## INSTRUÇÃO 1
Responda às perguntas abaixo sobre o texto a respeito de Brasília, cada uma em sua própria linha.
(a) De que país Gabo chegou na noite anterior?
(b) Entre quais dois pontos os operários esperam o primeiro ônibus?
(c) No trecho de 2 de dezembro, onde é exibido o amuleto?

## TEXTO CITADO
>>>

Cálice

Brasília, dia 6 de dezembro. De veias abertas e sangue correndo. Até que a cidade o esqueça.


Pedras e Fogo


 
Brasília, dia 5 de dezembro. Gabo chegou da Costa Rica na noite anterior. Mas não é a primeira vez que vem ao Brasil. Casou com uma menina de Olinda e trabalha nos sinais das capitais pra sustentar a filha. Conhece o fogo. Só acende as chamas quando o sol se põe. Dos carros as pessoas buzinam pra dar dinheiro. Um menino de rua veio pedir no mesmo sinal. Agora as pessoas fecham os vidros. As chamas se apagam. O menino quer dinheiro. Precisa do brilho do crack. O vendedor se esconde no estacionamento ao lado.

Operários e Espaçonaves

Brasília, dia 4 de dezembro. Primeiros raios de sol iluminam operários nas crateras da lua. Estão ali desde a escuridão. Entre a cúpula da Catedral e o anel do Museu Nacional eles esperam o primeiro ônibus que partirá para as novas construções da cidade-monumento.

O Guardião

Brasília, dia 3 de dezembro. O sol surpreende o último Brasiliário noturno. A noite se foi e ele demora a se recolher.

Amuletos

Brasília, dia 2 de dezembro. Tá relampiano. Vai pra rua da cidade. Exibe seu amuleto no corredor dos carros.

Escondidos

Brasília, dia 1° de dezembro. Planalto Central volta à velha rotina com a mudança do tempo. Na cidade se procura e se encontra, e se perde. Alguns se escondem na sua invisibilidade marginal, rastejando por baixo das pedras portuguesas, soterrando suas estruturas por dentro das artérias quentes da cidade, sentindo por cima os passos pesados da sociedade. Na cidade há uma guerra surda entre Brasiliários que pegam sua comida do lixo e os que pegam sua comida da mesa.

<<<

## DADOS A PROCESSAR
>>>

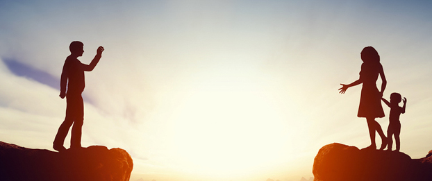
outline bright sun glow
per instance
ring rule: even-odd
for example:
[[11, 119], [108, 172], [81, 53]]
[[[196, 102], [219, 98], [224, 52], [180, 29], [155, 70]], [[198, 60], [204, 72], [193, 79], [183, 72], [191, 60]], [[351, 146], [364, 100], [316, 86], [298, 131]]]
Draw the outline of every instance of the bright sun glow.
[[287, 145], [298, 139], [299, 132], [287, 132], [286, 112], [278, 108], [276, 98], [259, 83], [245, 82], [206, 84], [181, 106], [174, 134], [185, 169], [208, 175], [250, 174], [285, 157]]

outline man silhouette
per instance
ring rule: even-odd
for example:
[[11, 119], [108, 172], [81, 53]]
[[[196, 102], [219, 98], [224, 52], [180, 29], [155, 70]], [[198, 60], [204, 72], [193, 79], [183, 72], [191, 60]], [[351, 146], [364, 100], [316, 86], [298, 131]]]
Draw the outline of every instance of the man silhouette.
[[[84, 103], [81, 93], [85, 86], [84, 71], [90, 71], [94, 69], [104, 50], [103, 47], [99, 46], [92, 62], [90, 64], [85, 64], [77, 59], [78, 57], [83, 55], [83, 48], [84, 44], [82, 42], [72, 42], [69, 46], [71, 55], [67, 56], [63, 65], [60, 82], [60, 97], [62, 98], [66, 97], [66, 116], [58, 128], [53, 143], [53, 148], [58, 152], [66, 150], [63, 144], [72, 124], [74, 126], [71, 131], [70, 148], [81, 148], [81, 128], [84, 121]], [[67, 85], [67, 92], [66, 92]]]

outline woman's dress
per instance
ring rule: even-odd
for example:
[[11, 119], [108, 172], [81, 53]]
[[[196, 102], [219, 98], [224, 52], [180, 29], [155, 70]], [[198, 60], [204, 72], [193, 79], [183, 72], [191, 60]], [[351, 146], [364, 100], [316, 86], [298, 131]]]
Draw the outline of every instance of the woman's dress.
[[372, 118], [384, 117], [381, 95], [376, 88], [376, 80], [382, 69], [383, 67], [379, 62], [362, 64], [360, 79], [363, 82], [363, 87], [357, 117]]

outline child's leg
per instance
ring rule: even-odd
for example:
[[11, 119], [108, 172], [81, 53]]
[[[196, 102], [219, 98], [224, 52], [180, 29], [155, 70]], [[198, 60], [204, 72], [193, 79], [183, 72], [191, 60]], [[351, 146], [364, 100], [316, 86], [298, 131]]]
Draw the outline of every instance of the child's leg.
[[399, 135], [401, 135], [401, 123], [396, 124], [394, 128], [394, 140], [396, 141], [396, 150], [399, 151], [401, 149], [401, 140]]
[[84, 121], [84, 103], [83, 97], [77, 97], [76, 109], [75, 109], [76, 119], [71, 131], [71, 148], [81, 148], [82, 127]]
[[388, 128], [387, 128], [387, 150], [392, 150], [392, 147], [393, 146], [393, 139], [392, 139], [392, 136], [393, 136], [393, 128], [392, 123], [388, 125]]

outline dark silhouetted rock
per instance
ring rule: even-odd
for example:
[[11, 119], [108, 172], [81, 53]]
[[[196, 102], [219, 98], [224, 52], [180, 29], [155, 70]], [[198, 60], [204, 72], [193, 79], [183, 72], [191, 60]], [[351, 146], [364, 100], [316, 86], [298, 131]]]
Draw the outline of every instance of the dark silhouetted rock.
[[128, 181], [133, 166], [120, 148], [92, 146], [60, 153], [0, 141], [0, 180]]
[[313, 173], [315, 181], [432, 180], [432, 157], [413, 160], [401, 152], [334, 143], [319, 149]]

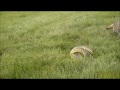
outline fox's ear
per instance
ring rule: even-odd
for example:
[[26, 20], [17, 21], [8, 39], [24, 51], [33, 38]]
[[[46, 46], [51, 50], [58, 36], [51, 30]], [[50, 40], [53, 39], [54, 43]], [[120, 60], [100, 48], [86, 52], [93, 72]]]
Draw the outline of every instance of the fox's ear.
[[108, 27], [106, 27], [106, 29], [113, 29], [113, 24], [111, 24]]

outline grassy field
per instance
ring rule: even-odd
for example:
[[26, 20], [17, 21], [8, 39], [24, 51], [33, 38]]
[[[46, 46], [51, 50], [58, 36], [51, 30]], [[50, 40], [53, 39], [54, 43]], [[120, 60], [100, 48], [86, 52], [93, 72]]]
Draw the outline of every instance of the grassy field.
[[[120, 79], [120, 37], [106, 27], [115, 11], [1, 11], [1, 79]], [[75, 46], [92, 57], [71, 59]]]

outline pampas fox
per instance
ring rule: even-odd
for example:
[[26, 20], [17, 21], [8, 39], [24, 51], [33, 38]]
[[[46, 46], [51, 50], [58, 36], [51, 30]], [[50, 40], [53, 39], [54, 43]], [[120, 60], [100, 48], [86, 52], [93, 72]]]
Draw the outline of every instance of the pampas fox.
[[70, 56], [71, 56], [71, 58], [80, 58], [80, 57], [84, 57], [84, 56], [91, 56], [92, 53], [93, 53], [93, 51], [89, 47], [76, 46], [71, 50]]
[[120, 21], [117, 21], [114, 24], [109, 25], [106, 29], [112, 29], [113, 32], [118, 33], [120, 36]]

<<<

## INSTRUÇÃO 2
Nas entradas, reproduza sem alterações tudo o que vai da linha que contém "outline woman's dress" até a linha que contém "87], [357, 117]]", incluindo as duas.

## RESPOSTA ESCRITA 1
(a) Da Costa Rica.
(b) Entre a cúpula da Catedral e o anel do Museu Nacional.
(c) No corredor dos carros.

## RESPOSTA ESCRITA 2
outline woman's dress
per instance
ring rule: even-odd
for example:
[[11, 119], [108, 172], [81, 53]]
[[[196, 102], [219, 98], [224, 52], [180, 29], [155, 70]], [[198, 60], [204, 72], [193, 79], [183, 72], [191, 60]], [[351, 146], [364, 100], [316, 86], [298, 131]]]
Draw the outline of every instance of the woman's dress.
[[372, 118], [384, 117], [381, 95], [376, 88], [376, 80], [382, 69], [383, 67], [379, 62], [362, 64], [360, 79], [363, 82], [363, 87], [357, 117]]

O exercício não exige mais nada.